Search the data for the string "blue", and report each line where it is found.

──────── Records for the task ────────

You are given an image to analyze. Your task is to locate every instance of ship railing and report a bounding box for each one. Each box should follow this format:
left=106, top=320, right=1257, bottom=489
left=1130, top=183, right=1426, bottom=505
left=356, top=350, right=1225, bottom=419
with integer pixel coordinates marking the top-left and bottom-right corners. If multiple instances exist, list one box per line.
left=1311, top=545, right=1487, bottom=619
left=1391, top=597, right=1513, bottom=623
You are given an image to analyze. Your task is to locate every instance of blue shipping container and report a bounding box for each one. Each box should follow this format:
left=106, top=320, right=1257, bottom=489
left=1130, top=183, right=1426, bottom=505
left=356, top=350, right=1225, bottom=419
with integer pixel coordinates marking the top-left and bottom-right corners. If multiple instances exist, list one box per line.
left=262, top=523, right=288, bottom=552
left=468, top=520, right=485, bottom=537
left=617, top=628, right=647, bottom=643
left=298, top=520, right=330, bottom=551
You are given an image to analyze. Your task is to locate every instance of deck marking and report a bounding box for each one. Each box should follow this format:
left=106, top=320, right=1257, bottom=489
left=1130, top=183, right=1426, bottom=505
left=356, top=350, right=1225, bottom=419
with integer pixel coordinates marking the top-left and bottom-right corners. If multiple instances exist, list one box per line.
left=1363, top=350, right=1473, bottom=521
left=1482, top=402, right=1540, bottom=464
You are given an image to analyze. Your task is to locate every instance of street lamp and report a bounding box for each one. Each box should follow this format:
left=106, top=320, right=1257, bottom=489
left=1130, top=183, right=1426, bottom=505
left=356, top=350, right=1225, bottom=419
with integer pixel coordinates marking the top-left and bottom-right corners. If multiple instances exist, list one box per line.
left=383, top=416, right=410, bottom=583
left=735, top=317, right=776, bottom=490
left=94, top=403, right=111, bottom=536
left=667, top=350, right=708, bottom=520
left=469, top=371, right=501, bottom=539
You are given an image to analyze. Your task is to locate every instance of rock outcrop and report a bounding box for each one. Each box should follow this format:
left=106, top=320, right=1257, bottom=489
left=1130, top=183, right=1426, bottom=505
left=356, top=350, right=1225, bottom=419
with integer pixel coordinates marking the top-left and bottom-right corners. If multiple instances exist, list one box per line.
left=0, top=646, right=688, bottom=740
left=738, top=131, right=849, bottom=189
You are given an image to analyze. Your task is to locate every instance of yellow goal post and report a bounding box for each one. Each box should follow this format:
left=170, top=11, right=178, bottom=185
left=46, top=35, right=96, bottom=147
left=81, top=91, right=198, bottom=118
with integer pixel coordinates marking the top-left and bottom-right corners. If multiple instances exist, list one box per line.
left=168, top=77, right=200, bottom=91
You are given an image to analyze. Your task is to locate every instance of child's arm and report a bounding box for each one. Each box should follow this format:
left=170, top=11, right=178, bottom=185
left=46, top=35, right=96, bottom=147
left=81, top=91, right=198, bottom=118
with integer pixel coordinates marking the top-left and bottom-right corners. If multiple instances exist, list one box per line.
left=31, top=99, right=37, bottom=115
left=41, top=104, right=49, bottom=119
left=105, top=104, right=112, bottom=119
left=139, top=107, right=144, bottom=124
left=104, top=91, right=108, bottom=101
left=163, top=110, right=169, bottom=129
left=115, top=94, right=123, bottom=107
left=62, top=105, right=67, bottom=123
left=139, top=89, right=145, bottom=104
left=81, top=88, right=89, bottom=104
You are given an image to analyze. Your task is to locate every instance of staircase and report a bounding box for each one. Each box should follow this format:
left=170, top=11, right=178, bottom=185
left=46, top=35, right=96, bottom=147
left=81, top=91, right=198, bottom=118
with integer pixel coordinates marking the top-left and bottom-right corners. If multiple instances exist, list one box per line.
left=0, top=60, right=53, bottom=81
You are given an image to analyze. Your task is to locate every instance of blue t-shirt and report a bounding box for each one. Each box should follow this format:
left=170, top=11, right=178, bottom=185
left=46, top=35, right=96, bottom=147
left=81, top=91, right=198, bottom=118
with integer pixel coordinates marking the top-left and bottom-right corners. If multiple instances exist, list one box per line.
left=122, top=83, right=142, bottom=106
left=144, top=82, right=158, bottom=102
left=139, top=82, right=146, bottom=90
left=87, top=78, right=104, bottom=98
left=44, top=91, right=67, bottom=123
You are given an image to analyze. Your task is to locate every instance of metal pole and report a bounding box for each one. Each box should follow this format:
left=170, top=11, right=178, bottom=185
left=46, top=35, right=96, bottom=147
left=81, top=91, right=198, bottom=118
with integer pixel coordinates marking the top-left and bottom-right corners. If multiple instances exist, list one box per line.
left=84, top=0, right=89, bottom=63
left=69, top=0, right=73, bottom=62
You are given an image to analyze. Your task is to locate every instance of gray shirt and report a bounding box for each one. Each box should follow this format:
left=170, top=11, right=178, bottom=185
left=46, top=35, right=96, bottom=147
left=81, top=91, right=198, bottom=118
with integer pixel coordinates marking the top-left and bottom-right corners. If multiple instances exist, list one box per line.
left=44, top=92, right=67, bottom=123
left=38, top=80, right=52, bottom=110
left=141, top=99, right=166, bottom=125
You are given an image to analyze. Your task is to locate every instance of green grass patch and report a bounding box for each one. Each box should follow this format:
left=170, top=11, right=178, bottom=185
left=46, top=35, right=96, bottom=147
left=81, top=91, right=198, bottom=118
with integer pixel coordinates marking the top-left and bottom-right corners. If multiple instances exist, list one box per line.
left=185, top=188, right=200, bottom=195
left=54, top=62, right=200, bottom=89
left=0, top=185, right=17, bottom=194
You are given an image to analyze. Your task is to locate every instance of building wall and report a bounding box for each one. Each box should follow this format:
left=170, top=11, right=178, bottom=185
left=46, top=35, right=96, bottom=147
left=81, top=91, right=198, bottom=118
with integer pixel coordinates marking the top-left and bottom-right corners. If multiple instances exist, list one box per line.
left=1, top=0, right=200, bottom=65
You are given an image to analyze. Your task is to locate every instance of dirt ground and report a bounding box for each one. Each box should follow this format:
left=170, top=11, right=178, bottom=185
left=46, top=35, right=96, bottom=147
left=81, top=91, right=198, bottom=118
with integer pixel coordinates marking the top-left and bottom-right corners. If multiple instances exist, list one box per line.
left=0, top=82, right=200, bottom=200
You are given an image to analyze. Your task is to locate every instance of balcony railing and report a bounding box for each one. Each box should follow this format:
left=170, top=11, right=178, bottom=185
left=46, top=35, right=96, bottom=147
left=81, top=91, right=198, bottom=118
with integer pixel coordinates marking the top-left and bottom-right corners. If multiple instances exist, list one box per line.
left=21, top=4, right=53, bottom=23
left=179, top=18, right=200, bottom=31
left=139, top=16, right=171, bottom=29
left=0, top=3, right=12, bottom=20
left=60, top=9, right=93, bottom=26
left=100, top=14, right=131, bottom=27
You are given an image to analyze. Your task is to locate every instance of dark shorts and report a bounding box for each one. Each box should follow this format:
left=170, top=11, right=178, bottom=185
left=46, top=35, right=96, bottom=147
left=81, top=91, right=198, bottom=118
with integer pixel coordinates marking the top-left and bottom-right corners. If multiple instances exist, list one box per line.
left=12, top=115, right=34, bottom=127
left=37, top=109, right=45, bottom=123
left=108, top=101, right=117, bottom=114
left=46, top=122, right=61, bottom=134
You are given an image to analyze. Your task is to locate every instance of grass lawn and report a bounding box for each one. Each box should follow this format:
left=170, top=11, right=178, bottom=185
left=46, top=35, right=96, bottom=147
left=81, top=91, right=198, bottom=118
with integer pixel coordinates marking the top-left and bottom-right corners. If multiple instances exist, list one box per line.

────────

**Answer to the problem:**
You are given an image to analyze. Your task is to locate every instance of blue shipping container and report a bounding box for each one. Each box should follow this format:
You are given an image to analyze. Your task is to locate every instance of blue t-shirt and report a bounding box for each one. Each box should follow this format:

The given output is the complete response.